▸ **Exercise task**:
Replace "Caption" with "Label" throughout the records below, keeping every other line unchanged.

* Begin Records provided *

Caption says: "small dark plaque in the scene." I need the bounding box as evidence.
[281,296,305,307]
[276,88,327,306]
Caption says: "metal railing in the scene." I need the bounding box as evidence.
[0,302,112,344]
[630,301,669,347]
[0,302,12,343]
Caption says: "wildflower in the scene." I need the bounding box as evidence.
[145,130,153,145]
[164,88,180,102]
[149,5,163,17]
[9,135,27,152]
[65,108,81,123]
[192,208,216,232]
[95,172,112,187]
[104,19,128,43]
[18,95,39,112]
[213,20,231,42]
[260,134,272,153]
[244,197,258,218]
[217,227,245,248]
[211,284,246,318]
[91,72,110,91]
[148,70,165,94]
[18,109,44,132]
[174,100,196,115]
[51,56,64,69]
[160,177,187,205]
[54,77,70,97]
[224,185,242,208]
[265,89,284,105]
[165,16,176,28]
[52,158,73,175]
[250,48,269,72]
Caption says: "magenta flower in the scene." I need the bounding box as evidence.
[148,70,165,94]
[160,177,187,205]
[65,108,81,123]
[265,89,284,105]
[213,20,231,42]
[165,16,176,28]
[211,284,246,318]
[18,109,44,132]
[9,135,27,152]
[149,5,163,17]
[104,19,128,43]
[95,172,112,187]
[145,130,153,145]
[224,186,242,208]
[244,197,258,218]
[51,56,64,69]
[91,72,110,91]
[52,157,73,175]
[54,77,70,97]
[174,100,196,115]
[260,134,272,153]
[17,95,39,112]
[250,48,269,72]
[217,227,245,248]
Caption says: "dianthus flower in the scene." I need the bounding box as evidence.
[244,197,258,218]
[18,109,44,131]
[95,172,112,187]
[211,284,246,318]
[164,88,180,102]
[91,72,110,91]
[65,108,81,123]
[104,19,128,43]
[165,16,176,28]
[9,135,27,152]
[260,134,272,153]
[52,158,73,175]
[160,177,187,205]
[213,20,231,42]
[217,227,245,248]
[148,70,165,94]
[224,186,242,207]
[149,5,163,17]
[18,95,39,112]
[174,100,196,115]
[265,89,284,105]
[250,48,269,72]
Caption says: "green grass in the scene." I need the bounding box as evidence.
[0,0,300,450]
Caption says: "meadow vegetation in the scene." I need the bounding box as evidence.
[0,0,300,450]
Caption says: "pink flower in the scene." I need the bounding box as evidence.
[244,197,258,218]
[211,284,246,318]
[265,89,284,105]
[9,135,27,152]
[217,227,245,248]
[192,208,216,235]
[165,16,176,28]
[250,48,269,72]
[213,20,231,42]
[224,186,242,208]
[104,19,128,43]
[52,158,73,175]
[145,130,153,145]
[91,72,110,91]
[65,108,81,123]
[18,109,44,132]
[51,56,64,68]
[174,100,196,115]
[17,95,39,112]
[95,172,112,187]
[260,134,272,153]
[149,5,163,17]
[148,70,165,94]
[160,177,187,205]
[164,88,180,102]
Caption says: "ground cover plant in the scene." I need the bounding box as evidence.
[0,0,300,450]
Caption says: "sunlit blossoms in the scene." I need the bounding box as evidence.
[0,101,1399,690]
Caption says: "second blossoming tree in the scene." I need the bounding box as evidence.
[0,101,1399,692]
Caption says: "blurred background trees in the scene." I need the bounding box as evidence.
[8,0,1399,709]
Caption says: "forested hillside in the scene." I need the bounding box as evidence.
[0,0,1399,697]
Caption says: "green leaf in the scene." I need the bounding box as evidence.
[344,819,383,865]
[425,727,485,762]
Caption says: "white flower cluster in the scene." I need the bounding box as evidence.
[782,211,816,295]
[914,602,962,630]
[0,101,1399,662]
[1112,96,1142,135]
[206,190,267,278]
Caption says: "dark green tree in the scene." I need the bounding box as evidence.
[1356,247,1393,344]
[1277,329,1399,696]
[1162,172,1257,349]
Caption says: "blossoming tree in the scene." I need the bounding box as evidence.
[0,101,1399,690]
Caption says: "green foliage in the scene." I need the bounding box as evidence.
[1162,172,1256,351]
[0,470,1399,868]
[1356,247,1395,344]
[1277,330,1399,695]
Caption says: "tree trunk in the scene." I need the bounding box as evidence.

* End Records provided *

▸ **Result**:
Label says: "small dark plaque in the scene." I need the bounding box as evidence.
[281,296,305,307]
[276,88,327,306]
Label says: "metal railing in the scene." I need the bounding box as evidence.
[0,302,112,344]
[630,301,669,347]
[0,302,12,343]
Label says: "wildflower in the scene." I need the bounding box as evidence.
[145,130,153,145]
[164,88,180,102]
[149,5,163,17]
[9,135,27,152]
[65,108,81,123]
[192,208,216,232]
[95,172,112,187]
[104,19,128,43]
[18,95,39,112]
[213,20,231,42]
[260,134,272,153]
[244,197,258,218]
[217,227,245,248]
[211,284,246,318]
[91,72,110,91]
[148,70,165,94]
[18,109,44,132]
[174,100,196,115]
[51,56,64,69]
[160,177,187,205]
[54,77,70,97]
[224,185,242,208]
[265,89,284,105]
[165,16,176,28]
[52,158,73,175]
[250,48,269,72]
Label says: "magenta flower in the scene." I need the bounding box as evidence.
[148,70,165,94]
[160,177,187,205]
[65,108,81,123]
[265,89,284,105]
[213,20,231,42]
[165,16,176,28]
[211,284,246,318]
[18,109,44,132]
[9,135,27,152]
[149,5,163,17]
[104,19,128,43]
[95,172,112,187]
[145,130,153,145]
[224,186,242,208]
[244,197,258,218]
[51,56,64,69]
[91,72,110,91]
[52,157,73,175]
[54,77,70,97]
[174,100,196,115]
[260,134,272,153]
[17,95,39,112]
[250,48,269,72]
[217,227,245,248]
Label says: "dianthus flower in the scene." I need the bounding box as evidence.
[244,197,258,218]
[18,109,44,131]
[95,172,112,187]
[211,284,246,318]
[164,88,180,102]
[91,72,110,91]
[65,108,81,123]
[104,19,128,43]
[165,16,176,28]
[9,135,27,152]
[260,134,272,153]
[52,158,73,175]
[160,177,187,205]
[213,20,231,42]
[217,227,245,248]
[148,70,165,94]
[224,186,242,207]
[149,5,163,17]
[18,95,39,112]
[174,100,196,115]
[265,89,284,105]
[250,48,269,72]
Label says: "green grass in the scene." I need the bounding box as evidence.
[0,0,300,450]
Label says: "meadow vegetation in the scene." I need the bounding box as evidence.
[0,0,300,450]
Label says: "pink flower in the scene." I need the bounding box as evidence.
[244,197,258,218]
[211,284,246,318]
[265,89,284,105]
[9,135,27,152]
[217,227,245,248]
[192,208,216,235]
[165,16,176,28]
[250,48,269,72]
[213,20,231,42]
[224,186,242,208]
[104,19,128,43]
[52,158,73,175]
[145,130,153,145]
[91,72,110,91]
[65,108,81,123]
[18,109,44,132]
[51,56,64,68]
[174,100,196,115]
[17,95,39,112]
[95,172,112,187]
[260,134,272,153]
[149,5,163,17]
[148,70,165,94]
[160,177,187,205]
[164,88,180,102]
Label says: "ground cover plant in the scene." I need the bounding box as evidence.
[0,0,300,450]
Label says: "sunlit blossoms in the scene." I need the bounding box as evidence.
[0,101,1399,690]
Label says: "second blossoming tree in the scene." I need the bounding box as evidence.
[0,101,1399,692]
Label says: "blurred background trees in the scene." I need the bounding box as evidence.
[8,0,1399,709]
Label says: "forested hillside in the scene." I need the bounding box as evidence.
[0,0,1399,697]
Label says: "green leaf in the scene." I need the bounding box as evidence.
[344,819,383,865]
[425,727,485,762]
Label says: "white flower cluster in the scene." I need the bounding box as evidence.
[782,211,816,295]
[914,602,962,630]
[0,101,1399,662]
[1112,96,1142,135]
[206,190,267,278]
Label says: "dark green tree in the scene." I need the bounding box as evidence.
[1356,247,1393,344]
[1277,329,1399,696]
[1162,172,1257,349]
Label says: "blossoming tree in the scene." I need the bounding box as evidence.
[0,101,1399,690]
Label says: "green foliage in the scene." I need the bounding box as evidence.
[1162,172,1256,351]
[0,470,1399,868]
[1356,247,1395,344]
[1277,330,1399,695]
Label says: "tree trunk in the scene." I need the bounding box as evidence.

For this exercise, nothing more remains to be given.